Retype the items from their beginning through the line that contains "positive clicks: (206, 522)", including that line. Leave the pictures out of your answer.

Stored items
◆ ◆ ◆ ◆ ◆ ◆ ◆

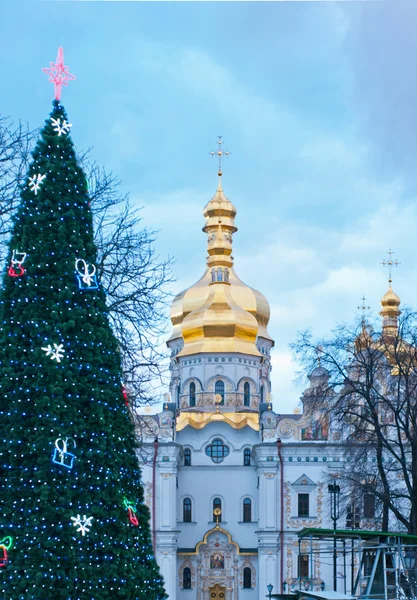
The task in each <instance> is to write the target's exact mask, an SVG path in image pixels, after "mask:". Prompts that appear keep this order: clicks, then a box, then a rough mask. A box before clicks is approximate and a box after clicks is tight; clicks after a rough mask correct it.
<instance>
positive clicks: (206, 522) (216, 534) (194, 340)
mask: <svg viewBox="0 0 417 600" xmlns="http://www.w3.org/2000/svg"><path fill="white" fill-rule="evenodd" d="M221 175H222V174H221V170H220V169H219V180H218V187H217V191H216V193H215V194H214V196H213V198H212V199H211V200H210V201H209V202H208V204H207V205H206V207H205V209H204V218H205V226H204V228H203V231H204V233H205V234H206V236H207V265H206V268H205V271H204V274H203V276H202V277H201V279H200V280H199V281H197V283H195V284H194V285H192V286H191V287H189V288H188V289H186V290H184V291H182V292H181V293H180V294H178V295H177V296H176V297H175V299H174V301H173V303H172V307H171V321H172V326H173V329H172V334H171V336H170V338H169V340H168V342H167V344H168V347H169V350H170V372H171V381H170V394H169V395H166V399H167V401H166V402H165V404H164V406H163V411H162V412H161V413H159V414H155V415H147V416H145V417H144V418H143V423H142V425H141V428H142V430H143V431H142V432H141V433H142V439H143V440H144V444H143V446H144V451H143V452H142V453H141V462H142V477H143V485H144V490H145V501H146V504H147V505H148V507H149V510H150V513H151V527H152V534H153V539H154V550H155V554H156V557H157V560H158V563H159V565H160V568H161V572H162V575H163V577H164V581H165V589H166V592H167V594H168V596H169V599H170V600H260V599H261V598H262V599H263V598H265V596H267V595H268V587H267V586H271V585H272V586H273V593H289V592H291V591H293V590H294V589H296V588H297V587H299V586H300V583H301V582H303V585H305V586H306V587H305V589H307V588H308V587H309V588H310V589H311V590H322V591H323V590H330V589H333V588H332V586H333V582H332V576H333V571H332V569H333V565H332V562H331V558H329V556H328V555H326V557H325V558H323V556H322V555H321V554H320V553H313V552H312V551H311V549H310V550H309V549H308V547H307V544H306V542H305V541H302V542H301V543H300V541H299V539H298V535H297V533H298V532H299V531H300V530H301V529H303V528H331V527H333V525H332V521H331V518H330V517H331V515H330V502H329V493H328V492H329V491H328V482H329V480H330V479H331V478H332V476H337V474H338V473H340V472H341V470H342V469H343V468H345V467H347V465H345V464H344V462H345V460H346V459H345V455H344V452H343V448H342V442H341V433H340V431H338V430H337V428H335V427H334V426H332V425H331V424H330V423H329V422H328V420H327V418H326V416H325V415H326V413H325V411H324V408H325V407H324V403H325V399H324V398H323V397H322V398H321V397H320V390H321V389H324V388H325V387H326V383H327V381H328V377H329V375H328V372H327V371H326V370H325V369H324V368H323V367H321V366H318V367H317V368H316V369H314V370H313V371H312V372H311V373H310V375H309V387H308V388H307V389H306V390H305V391H304V393H303V394H302V397H301V403H302V410H301V411H299V412H298V413H294V414H280V413H279V410H277V409H276V408H275V407H274V406H273V405H272V402H271V395H270V389H271V379H270V377H271V361H270V356H271V352H272V351H273V347H274V340H273V339H272V338H271V336H270V335H269V333H268V322H269V318H270V310H269V304H268V301H267V299H266V298H265V297H264V296H263V295H262V293H260V292H259V291H257V290H255V289H253V288H252V287H250V286H249V285H247V284H246V283H244V282H243V281H242V280H241V279H240V278H239V276H238V275H237V273H236V271H235V269H234V259H233V256H232V252H233V236H234V234H235V233H236V231H237V228H236V225H235V217H236V208H235V206H234V205H233V204H232V202H230V200H229V199H228V198H227V197H226V195H225V193H224V191H223V188H222V177H221ZM399 303H400V300H399V298H398V296H396V295H395V294H394V292H392V290H391V288H390V289H389V291H388V292H387V294H386V295H385V296H384V297H383V299H382V301H381V304H382V312H381V315H382V319H383V324H384V325H385V326H387V327H390V326H392V323H393V320H395V318H396V316H397V315H398V314H399V308H398V306H399ZM277 408H279V407H277ZM362 518H363V519H364V520H363V521H362V522H361V525H362V527H365V528H370V529H372V528H373V523H372V521H373V519H374V518H375V514H374V509H373V506H372V502H368V504H367V506H366V507H365V509H364V510H363V512H362ZM366 519H367V521H366ZM344 523H345V516H343V515H342V516H341V524H342V527H343V526H344ZM340 589H341V590H342V588H340ZM269 590H271V587H269Z"/></svg>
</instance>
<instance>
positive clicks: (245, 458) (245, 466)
mask: <svg viewBox="0 0 417 600" xmlns="http://www.w3.org/2000/svg"><path fill="white" fill-rule="evenodd" d="M250 455H251V451H250V448H245V449H244V451H243V466H244V467H250Z"/></svg>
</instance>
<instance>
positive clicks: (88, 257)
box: [0, 49, 166, 600]
mask: <svg viewBox="0 0 417 600" xmlns="http://www.w3.org/2000/svg"><path fill="white" fill-rule="evenodd" d="M47 71H48V72H49V74H50V80H51V81H53V82H54V84H55V100H54V102H53V110H52V112H51V115H50V117H49V118H48V119H47V120H46V122H45V126H44V128H43V130H42V132H41V134H40V139H39V141H38V143H37V145H36V148H35V150H34V152H33V161H32V163H31V165H30V167H29V172H28V175H27V179H26V182H25V184H24V186H23V188H22V192H21V203H20V206H19V209H18V211H17V213H16V215H15V217H14V223H13V230H12V234H11V240H10V247H9V248H10V253H9V257H8V264H7V267H6V269H5V275H4V280H3V287H2V290H1V296H0V326H1V331H0V425H1V431H0V433H1V435H0V598H1V599H2V600H15V599H16V600H29V599H34V600H59V599H63V600H78V599H80V600H93V599H94V600H109V599H110V598H111V599H113V598H114V599H116V598H126V599H128V600H144V599H146V600H160V599H162V598H165V597H166V596H165V593H164V590H163V584H162V580H161V577H160V575H159V571H158V567H157V564H156V562H155V559H154V557H153V552H152V544H151V536H150V529H149V513H148V510H147V508H146V506H145V505H144V503H143V489H142V487H141V484H140V469H139V466H138V462H137V457H136V449H137V445H136V441H135V434H134V424H133V421H132V418H131V415H130V411H129V407H128V406H126V401H125V393H124V391H123V387H122V375H121V360H120V355H119V352H118V345H117V341H116V339H115V337H114V335H113V333H112V330H111V328H110V325H109V321H108V316H107V313H106V311H107V308H106V297H105V291H104V290H103V289H102V288H101V287H100V284H99V282H98V279H97V273H96V269H95V266H94V265H95V261H96V247H95V245H94V241H93V220H92V214H91V210H90V203H89V197H88V189H87V182H86V178H85V175H84V173H83V171H82V169H81V168H80V166H79V164H78V163H77V156H76V153H75V150H74V146H73V143H72V141H71V137H70V131H71V127H72V125H71V124H70V123H69V122H68V117H67V115H66V112H65V110H64V108H63V106H62V105H61V103H60V91H61V86H62V85H66V83H67V81H68V80H69V79H71V78H73V76H71V75H70V73H69V72H68V67H66V66H64V63H63V56H62V49H60V50H59V53H58V59H57V62H56V63H51V68H50V69H47Z"/></svg>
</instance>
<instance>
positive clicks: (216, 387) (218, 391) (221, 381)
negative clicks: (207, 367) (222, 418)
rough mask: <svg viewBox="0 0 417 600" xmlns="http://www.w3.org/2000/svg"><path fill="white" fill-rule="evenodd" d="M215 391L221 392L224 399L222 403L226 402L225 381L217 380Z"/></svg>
mask: <svg viewBox="0 0 417 600" xmlns="http://www.w3.org/2000/svg"><path fill="white" fill-rule="evenodd" d="M214 393H215V394H220V396H221V397H222V401H221V402H220V404H224V381H220V380H219V381H216V385H215V386H214Z"/></svg>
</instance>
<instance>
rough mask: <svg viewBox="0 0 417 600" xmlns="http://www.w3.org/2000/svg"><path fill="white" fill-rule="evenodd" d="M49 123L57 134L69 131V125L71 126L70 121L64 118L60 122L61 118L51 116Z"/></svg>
mask: <svg viewBox="0 0 417 600" xmlns="http://www.w3.org/2000/svg"><path fill="white" fill-rule="evenodd" d="M51 123H52V128H53V130H54V131H56V132H57V134H58V136H61V135H62V134H64V135H66V134H67V133H68V132H69V130H70V127H72V125H71V123H68V122H67V121H65V119H64V120H63V121H62V123H61V119H54V118H52V117H51Z"/></svg>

◆ ◆ ◆ ◆ ◆ ◆ ◆

## Worked solution
The task in each <instance> is to write the target's exact mask, an SVG path in image pixels, after "mask:". Prompts that appear keep this order: clicks, then a box, then a rough mask. A box before clicks is approximate and a box after clicks is tight; clicks after a rough mask correct it.
<instance>
positive clicks: (206, 522) (216, 534) (194, 340)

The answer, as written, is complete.